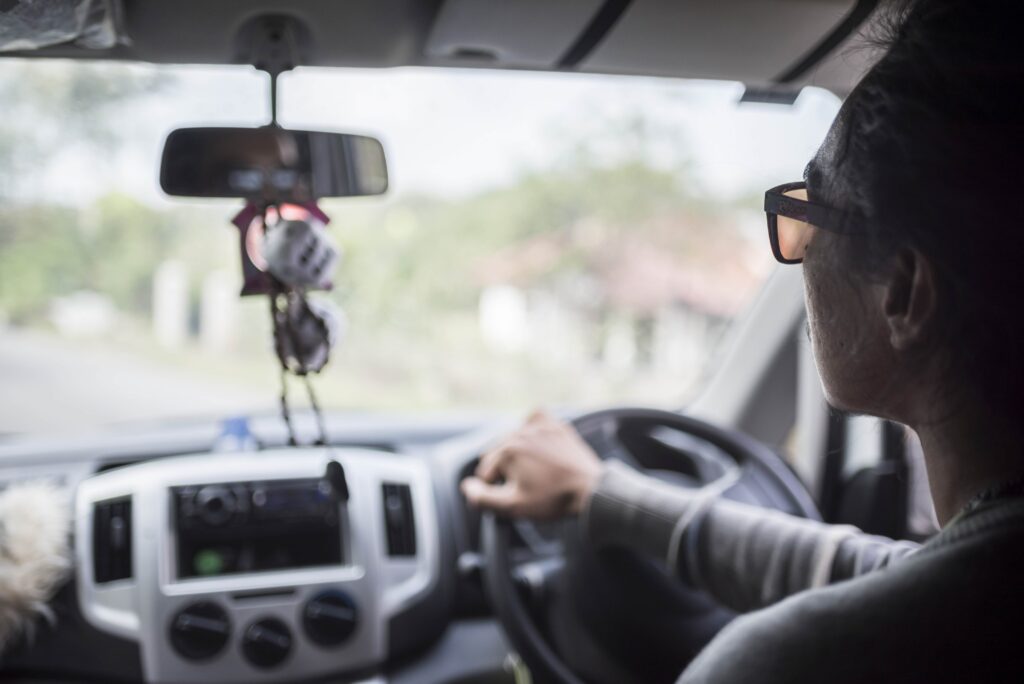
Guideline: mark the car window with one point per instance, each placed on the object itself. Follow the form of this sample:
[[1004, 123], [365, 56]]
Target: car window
[[556, 240]]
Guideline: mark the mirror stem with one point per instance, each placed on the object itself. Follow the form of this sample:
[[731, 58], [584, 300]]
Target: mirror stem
[[273, 98]]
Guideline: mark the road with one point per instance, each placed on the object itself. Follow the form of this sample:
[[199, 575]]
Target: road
[[50, 385]]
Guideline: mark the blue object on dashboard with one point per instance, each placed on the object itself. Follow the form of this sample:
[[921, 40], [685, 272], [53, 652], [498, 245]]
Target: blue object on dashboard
[[236, 435]]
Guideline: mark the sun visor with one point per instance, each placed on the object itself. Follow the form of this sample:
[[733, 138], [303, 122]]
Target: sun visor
[[524, 34], [752, 41], [29, 25]]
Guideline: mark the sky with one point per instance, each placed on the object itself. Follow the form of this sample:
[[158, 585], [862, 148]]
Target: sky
[[455, 132]]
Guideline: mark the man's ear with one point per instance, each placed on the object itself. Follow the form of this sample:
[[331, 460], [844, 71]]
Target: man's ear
[[909, 300]]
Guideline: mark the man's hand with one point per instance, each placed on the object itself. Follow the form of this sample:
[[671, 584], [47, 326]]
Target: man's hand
[[542, 470]]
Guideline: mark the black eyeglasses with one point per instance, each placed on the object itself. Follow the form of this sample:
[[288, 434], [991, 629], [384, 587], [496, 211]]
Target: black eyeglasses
[[793, 220]]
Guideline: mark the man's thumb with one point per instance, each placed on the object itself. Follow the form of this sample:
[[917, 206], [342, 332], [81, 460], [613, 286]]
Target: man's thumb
[[481, 495]]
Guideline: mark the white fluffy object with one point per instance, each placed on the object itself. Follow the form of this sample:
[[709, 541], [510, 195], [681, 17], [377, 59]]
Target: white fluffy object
[[35, 554]]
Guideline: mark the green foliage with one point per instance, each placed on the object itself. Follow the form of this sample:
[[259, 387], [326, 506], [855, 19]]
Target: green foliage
[[48, 107]]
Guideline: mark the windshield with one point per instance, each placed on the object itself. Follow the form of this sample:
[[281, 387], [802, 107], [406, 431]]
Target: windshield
[[547, 240]]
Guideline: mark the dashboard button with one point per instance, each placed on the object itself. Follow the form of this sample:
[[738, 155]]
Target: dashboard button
[[266, 642], [216, 504], [330, 617], [200, 631]]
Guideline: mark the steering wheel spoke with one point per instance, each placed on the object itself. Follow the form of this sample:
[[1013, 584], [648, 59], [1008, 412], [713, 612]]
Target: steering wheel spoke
[[625, 613]]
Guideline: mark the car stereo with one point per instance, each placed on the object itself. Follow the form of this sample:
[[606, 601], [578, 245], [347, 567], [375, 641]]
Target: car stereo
[[239, 527]]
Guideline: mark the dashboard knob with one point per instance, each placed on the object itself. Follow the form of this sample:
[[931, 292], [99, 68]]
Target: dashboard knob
[[200, 631], [330, 617], [216, 504], [266, 642]]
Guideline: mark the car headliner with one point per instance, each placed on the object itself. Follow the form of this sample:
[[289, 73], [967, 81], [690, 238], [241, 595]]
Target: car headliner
[[773, 46]]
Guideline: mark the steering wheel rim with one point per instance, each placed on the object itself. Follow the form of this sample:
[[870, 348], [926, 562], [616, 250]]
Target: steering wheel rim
[[783, 492]]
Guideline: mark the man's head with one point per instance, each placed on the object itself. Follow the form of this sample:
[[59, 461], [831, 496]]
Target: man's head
[[929, 150]]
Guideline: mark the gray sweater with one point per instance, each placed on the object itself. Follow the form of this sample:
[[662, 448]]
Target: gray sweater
[[880, 610]]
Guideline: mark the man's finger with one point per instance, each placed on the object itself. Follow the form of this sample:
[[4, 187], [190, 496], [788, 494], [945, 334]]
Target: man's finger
[[539, 416], [501, 498]]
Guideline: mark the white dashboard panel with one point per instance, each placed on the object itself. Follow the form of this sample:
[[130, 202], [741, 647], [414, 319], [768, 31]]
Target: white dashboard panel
[[141, 608]]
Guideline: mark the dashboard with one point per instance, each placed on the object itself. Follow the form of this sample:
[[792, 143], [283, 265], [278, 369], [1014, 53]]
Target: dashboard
[[346, 562]]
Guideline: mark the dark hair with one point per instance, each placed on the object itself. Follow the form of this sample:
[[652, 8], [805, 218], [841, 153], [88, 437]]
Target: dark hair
[[930, 148]]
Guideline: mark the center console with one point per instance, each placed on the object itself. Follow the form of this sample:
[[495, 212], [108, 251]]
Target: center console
[[263, 566]]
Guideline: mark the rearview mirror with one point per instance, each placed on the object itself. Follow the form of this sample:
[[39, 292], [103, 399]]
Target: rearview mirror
[[271, 164]]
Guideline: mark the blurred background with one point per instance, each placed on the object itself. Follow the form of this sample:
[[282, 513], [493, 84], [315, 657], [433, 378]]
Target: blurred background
[[555, 240]]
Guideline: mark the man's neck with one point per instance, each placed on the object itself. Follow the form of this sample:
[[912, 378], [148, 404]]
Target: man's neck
[[967, 453]]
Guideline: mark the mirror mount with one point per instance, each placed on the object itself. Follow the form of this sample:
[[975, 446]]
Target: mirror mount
[[270, 43]]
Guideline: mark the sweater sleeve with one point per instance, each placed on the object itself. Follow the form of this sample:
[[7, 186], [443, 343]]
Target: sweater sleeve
[[744, 556]]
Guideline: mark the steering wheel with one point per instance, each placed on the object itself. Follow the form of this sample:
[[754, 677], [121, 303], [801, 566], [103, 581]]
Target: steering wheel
[[577, 614]]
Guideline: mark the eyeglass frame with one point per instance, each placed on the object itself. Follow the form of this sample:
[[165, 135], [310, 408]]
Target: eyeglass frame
[[816, 214]]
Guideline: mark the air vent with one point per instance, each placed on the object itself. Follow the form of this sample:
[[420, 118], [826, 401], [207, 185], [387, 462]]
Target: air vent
[[112, 540], [398, 520]]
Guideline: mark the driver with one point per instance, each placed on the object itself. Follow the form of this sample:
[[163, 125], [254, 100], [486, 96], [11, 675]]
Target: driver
[[909, 225]]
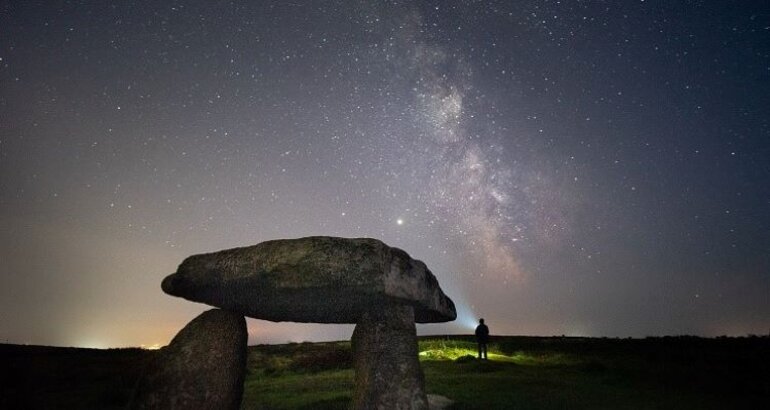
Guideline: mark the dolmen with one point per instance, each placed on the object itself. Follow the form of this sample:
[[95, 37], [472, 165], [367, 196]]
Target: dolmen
[[380, 289]]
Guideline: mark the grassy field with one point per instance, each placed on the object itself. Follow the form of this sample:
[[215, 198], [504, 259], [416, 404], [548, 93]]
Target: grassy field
[[522, 373]]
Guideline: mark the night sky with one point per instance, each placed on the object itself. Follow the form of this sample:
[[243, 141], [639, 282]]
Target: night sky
[[581, 168]]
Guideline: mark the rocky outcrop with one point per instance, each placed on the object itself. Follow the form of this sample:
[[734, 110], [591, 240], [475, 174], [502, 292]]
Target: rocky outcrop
[[332, 280], [316, 279], [202, 368]]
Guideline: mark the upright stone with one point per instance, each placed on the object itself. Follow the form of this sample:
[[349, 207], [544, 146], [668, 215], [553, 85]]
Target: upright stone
[[332, 280], [388, 372], [202, 368]]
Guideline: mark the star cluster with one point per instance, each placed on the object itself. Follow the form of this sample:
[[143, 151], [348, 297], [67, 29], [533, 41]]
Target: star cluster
[[583, 168]]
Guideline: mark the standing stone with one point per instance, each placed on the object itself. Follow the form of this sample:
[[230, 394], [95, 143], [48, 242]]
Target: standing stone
[[202, 368], [388, 372], [332, 280]]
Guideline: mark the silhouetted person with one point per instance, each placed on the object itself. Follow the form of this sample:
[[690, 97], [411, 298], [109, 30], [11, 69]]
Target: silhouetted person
[[482, 338]]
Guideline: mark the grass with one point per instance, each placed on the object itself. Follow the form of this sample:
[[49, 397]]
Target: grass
[[521, 373]]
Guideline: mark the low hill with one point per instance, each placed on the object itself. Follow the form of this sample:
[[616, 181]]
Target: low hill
[[522, 372]]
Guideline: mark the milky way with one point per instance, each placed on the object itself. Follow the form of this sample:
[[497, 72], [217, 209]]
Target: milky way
[[579, 168]]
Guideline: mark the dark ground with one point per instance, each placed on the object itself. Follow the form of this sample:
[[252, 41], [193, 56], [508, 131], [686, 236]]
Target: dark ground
[[523, 372]]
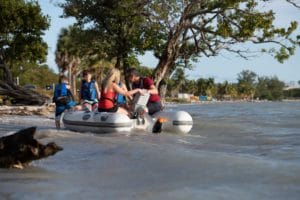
▬▬▬▬▬▬▬▬▬▬
*SET EXERCISE*: Copy out the material verbatim from the line with "Guideline: mark the steering wheel with" to the line with "[[380, 289]]", including both of those lines. Leave the pictures out.

*ANSWER TO THIS EXERCISE*:
Guideline: mark the steering wheel with one point per instance, each placed on the object itself. Follow the form of this sample:
[[754, 677], [121, 303], [801, 566], [103, 581]]
Target: steering wheel
[[577, 614]]
Guideline: mark the eyeglass frame with one point per instance, each placed on the object itself. Follow the form of this sample:
[[165, 135], [310, 408]]
Target: eyeglass frame
[[816, 214]]
Guideline: mark the air vent with one point per instance, each placed on the object itself. Follow the form of this sample:
[[420, 118], [826, 401], [207, 185], [387, 462]]
Target: air vent
[[112, 540], [398, 520]]
Guideline: mark the driver with one point per instance, each placed on the object itself. Follow the form of this sample:
[[163, 125], [254, 100], [486, 96], [11, 675]]
Target: driver
[[909, 225]]
Guideline: mark the dolmen with one point per instance, each placed on the object itself. Follow the form of this sample:
[[95, 37], [472, 165], [367, 196]]
Target: dolmen
[[380, 289]]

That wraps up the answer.